§ **What you should do**
The lines to extract begin at the line that contains "Could you please mark the blue sky" and run through the last line of the listing; reproduce them exactly, minus any pictures.
───── Material provided
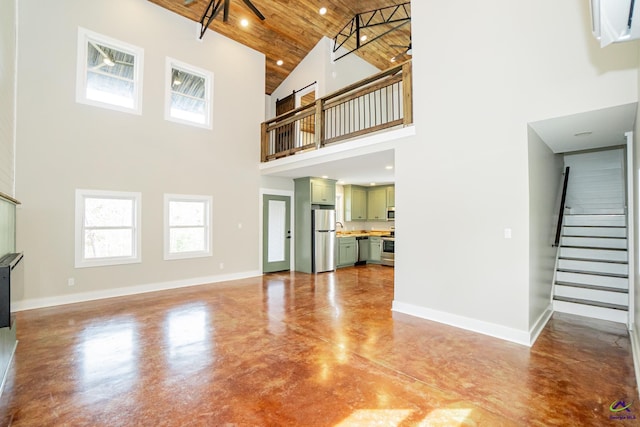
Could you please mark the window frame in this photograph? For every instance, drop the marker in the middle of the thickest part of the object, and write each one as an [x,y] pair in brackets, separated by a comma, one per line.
[208,233]
[81,196]
[172,63]
[84,37]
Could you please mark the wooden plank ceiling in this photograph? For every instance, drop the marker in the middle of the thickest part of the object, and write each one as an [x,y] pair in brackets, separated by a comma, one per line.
[293,27]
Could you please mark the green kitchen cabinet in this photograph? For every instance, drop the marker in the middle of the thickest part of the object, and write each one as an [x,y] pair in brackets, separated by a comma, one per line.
[347,251]
[355,203]
[377,204]
[375,249]
[391,196]
[323,191]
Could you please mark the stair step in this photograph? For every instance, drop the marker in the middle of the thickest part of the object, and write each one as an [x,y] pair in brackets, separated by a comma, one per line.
[593,230]
[591,303]
[613,315]
[594,287]
[613,255]
[595,296]
[596,219]
[594,266]
[592,279]
[594,273]
[604,261]
[595,242]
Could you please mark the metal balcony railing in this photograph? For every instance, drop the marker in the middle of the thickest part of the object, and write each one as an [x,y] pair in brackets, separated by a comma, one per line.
[378,102]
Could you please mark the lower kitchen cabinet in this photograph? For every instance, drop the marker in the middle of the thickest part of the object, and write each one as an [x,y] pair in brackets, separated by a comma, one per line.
[375,249]
[347,251]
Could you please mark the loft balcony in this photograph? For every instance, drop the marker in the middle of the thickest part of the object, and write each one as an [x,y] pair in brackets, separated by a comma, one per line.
[379,102]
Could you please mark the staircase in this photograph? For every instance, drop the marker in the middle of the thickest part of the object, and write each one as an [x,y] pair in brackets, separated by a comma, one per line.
[592,272]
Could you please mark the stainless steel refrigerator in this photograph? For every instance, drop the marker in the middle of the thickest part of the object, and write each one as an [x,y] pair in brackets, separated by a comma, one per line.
[323,227]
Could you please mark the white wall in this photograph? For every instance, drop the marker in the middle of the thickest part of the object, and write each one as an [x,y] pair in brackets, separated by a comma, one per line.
[318,67]
[482,72]
[545,184]
[63,146]
[7,95]
[636,237]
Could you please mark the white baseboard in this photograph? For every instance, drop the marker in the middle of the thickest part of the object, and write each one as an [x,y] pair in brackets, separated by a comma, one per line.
[34,303]
[497,331]
[537,328]
[635,351]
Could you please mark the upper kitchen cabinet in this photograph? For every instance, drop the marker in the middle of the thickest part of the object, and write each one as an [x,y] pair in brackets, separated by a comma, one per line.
[391,196]
[355,203]
[323,191]
[377,204]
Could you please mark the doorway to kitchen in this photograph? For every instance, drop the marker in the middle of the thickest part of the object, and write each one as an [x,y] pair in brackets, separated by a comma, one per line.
[276,233]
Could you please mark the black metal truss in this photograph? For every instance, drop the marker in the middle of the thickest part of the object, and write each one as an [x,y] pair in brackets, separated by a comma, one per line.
[213,9]
[399,14]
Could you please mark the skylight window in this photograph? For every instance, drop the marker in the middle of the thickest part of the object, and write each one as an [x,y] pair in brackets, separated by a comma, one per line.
[188,94]
[108,73]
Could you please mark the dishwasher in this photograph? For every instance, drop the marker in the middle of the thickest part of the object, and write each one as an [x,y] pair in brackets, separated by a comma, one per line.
[363,249]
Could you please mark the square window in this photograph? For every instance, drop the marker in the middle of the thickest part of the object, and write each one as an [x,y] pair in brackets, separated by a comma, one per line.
[187,226]
[188,94]
[107,228]
[109,73]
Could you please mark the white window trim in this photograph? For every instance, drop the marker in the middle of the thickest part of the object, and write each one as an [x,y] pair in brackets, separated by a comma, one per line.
[208,77]
[81,195]
[84,36]
[209,232]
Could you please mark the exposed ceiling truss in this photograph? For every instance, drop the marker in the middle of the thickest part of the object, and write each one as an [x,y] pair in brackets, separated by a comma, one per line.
[213,9]
[378,23]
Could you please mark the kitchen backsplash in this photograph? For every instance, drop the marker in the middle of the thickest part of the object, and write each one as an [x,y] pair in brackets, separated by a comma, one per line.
[368,225]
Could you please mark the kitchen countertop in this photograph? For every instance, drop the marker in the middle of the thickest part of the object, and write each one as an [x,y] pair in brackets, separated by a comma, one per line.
[363,233]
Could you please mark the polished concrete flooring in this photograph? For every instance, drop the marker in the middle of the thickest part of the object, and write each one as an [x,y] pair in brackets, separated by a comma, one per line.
[292,349]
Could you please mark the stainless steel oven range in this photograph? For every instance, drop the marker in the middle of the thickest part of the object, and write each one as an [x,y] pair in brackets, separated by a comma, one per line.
[388,249]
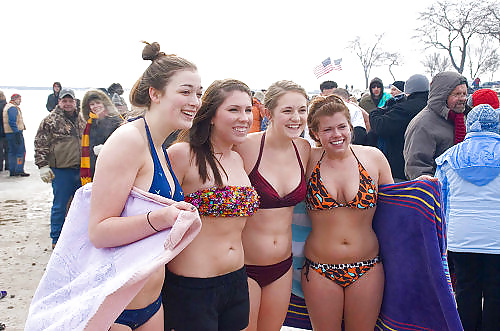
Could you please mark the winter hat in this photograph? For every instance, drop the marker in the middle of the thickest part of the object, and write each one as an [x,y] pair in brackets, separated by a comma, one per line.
[483,96]
[483,118]
[416,83]
[376,82]
[399,84]
[115,88]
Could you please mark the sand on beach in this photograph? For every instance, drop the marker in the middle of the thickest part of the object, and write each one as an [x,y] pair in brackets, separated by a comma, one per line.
[25,247]
[25,204]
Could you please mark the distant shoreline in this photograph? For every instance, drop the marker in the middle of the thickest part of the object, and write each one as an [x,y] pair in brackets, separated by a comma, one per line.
[42,88]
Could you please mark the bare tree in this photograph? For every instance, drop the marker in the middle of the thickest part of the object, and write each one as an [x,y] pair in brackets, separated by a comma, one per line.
[451,26]
[393,59]
[434,63]
[369,55]
[483,59]
[492,26]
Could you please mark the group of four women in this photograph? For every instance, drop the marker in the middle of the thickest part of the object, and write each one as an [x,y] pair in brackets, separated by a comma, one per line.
[237,272]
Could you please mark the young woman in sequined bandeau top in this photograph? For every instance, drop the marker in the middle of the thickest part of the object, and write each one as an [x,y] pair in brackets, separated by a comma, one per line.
[206,284]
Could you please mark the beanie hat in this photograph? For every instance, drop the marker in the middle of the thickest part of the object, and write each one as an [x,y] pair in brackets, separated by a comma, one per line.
[399,84]
[484,96]
[416,83]
[483,118]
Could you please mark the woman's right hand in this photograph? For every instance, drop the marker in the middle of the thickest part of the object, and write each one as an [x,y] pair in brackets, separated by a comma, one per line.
[164,218]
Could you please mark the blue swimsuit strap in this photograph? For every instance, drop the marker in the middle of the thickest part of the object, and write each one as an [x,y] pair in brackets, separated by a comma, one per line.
[158,169]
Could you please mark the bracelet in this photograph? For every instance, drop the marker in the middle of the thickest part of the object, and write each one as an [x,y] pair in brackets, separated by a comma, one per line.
[149,222]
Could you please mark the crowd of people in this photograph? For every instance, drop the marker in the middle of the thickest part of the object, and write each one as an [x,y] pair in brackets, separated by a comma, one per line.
[244,160]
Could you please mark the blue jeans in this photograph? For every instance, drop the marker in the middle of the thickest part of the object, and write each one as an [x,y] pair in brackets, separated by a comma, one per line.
[16,152]
[4,152]
[66,182]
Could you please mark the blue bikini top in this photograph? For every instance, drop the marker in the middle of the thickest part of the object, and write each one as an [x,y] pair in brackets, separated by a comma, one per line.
[160,184]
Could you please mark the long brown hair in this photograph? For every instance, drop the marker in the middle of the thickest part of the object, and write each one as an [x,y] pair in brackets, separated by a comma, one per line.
[157,75]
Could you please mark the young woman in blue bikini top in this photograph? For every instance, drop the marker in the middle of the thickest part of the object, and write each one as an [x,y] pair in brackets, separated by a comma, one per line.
[170,89]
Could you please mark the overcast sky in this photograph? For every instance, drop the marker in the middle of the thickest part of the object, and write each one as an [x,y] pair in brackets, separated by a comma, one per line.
[95,43]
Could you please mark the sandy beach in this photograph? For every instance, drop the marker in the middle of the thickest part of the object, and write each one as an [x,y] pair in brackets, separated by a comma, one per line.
[25,243]
[25,204]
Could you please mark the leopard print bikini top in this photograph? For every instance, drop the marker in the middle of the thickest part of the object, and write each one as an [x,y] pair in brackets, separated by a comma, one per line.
[318,197]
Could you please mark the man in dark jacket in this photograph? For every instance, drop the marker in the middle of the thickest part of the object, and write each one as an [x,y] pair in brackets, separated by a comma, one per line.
[376,98]
[13,125]
[390,125]
[3,139]
[440,125]
[53,98]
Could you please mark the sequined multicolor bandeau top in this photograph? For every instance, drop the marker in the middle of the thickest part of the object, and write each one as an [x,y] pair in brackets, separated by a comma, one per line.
[228,201]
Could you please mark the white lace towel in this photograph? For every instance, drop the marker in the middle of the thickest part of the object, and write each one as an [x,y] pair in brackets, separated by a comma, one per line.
[87,288]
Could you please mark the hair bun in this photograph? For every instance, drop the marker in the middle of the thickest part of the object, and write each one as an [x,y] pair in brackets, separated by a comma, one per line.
[151,51]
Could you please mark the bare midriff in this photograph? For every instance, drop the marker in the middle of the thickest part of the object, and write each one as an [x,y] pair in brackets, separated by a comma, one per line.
[216,250]
[341,235]
[267,237]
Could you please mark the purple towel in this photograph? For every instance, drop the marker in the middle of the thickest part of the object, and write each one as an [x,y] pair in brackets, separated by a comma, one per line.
[412,237]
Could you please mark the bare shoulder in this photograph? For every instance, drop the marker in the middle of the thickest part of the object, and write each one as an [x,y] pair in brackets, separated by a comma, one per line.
[237,158]
[374,160]
[126,143]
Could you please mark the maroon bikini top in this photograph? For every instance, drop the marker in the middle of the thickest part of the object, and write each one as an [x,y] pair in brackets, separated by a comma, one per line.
[269,198]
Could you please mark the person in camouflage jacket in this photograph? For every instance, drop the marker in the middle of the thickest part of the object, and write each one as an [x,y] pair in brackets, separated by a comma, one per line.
[57,155]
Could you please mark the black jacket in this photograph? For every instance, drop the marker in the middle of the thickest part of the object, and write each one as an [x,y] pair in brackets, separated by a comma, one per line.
[391,125]
[2,105]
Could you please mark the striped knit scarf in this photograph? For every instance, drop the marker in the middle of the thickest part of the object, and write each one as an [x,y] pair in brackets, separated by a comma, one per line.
[85,160]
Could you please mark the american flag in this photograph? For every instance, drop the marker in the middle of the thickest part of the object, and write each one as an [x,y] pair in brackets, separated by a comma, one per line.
[324,68]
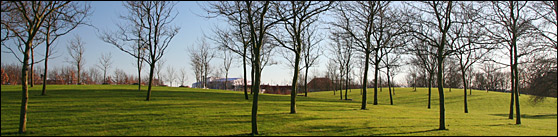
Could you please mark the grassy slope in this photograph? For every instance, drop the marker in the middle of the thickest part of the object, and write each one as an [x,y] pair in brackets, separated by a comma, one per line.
[121,110]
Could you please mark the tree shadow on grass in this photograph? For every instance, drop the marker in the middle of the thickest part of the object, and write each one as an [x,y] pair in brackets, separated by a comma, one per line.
[402,133]
[541,116]
[247,134]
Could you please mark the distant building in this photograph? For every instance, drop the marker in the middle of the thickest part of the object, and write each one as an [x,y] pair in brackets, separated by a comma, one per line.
[219,83]
[320,84]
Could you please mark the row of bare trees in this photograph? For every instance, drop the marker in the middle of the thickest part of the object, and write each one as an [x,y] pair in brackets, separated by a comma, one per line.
[28,24]
[434,34]
[443,39]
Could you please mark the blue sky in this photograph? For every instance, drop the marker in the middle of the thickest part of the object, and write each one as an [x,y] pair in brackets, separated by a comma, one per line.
[105,16]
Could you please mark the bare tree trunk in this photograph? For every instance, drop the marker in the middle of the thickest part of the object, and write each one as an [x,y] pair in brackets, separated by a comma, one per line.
[24,90]
[46,70]
[518,115]
[376,70]
[31,79]
[441,90]
[245,79]
[389,88]
[429,88]
[512,86]
[464,90]
[347,81]
[294,83]
[364,80]
[306,82]
[140,63]
[151,67]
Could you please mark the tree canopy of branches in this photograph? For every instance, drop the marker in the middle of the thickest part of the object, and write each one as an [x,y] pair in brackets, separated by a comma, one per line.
[298,15]
[151,30]
[200,58]
[357,19]
[22,21]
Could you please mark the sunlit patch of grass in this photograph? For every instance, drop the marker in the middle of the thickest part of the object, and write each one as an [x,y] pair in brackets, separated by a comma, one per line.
[102,110]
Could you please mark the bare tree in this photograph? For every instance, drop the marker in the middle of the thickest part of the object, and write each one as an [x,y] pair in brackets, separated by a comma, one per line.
[59,24]
[435,25]
[357,19]
[200,58]
[310,53]
[104,64]
[76,49]
[23,20]
[151,31]
[237,39]
[548,11]
[158,68]
[513,18]
[170,75]
[299,15]
[227,62]
[471,43]
[183,76]
[342,52]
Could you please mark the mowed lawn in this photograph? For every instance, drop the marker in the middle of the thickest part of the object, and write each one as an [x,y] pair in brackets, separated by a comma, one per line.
[103,110]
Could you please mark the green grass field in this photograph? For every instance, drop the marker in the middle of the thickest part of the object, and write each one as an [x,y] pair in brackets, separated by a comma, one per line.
[102,110]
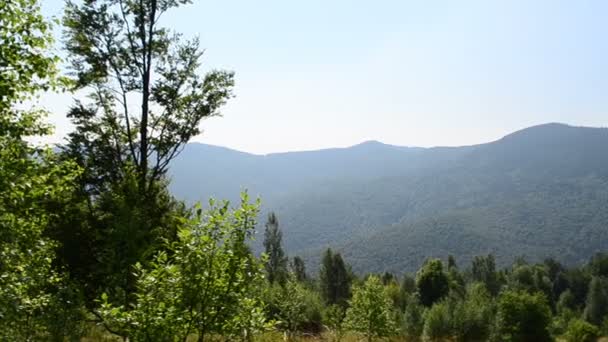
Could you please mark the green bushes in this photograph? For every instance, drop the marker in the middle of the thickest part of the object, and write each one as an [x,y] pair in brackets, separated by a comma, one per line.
──────────
§ **Solution to this task**
Could you please mark the blue sky in this photograph? For every instance, drop the marker in the middle of the thickest part of the object, and write each one as an [x,y] pair in brackets, separated by a comma, one per line.
[105,16]
Could you please mark the bare tree trunk in this photograph? For every instance, drop the marker in the middle of the thickest part of the object, and write each one as an [x,y] pair in brackets, separated by a comma, one per line.
[24,90]
[46,70]
[518,115]
[376,70]
[31,79]
[441,90]
[245,79]
[389,88]
[429,88]
[512,86]
[464,90]
[347,81]
[294,83]
[364,80]
[306,82]
[140,63]
[151,67]
Could you please mark the tree canopy of branches in this photograph? For every instance, drop the marker in the middle of the thickest part of the object, and write each one as an [x,y] pair in brackets, separated by a comma, one per line.
[298,15]
[151,30]
[200,58]
[357,19]
[22,21]
Could you please mark the sunlit patch of grass in this photograph? For every instance, drop the marker in the middle of the thickest part of the object, and write each one as an [x,y] pair in brackets, separated by a comma, one per line.
[102,110]
Could you please mark the bare tree in this photograph? For every instance, drop the marker in the middle of the thickest part of the object, and write each one as an [x,y] pair in brackets, separated by a comma, one per line.
[59,24]
[435,25]
[357,19]
[200,58]
[310,53]
[104,64]
[76,49]
[23,20]
[151,31]
[237,39]
[548,11]
[158,68]
[513,18]
[170,75]
[299,15]
[227,62]
[471,43]
[183,76]
[342,52]
Could you please mark the mowed lawn in this photograph? For every instance, drop the marker in the middle of the thickest part of the object, and write each one as an [x,y] pair in brackets, separated by a comma, one per line.
[103,110]
Could you please mark the green grass field in this photograph? For every instance, drop the marker in the middle of the thickest part of the object, and write each one as an [x,y] pair in brackets, separated by a comma, one per line.
[102,110]
Could you please mark the green bushes in this photograph? For every instance, drop the marker in the middle of the thickest part of the object, and write each one as an [x,y] pair in brackets, separated by a comma, one per line.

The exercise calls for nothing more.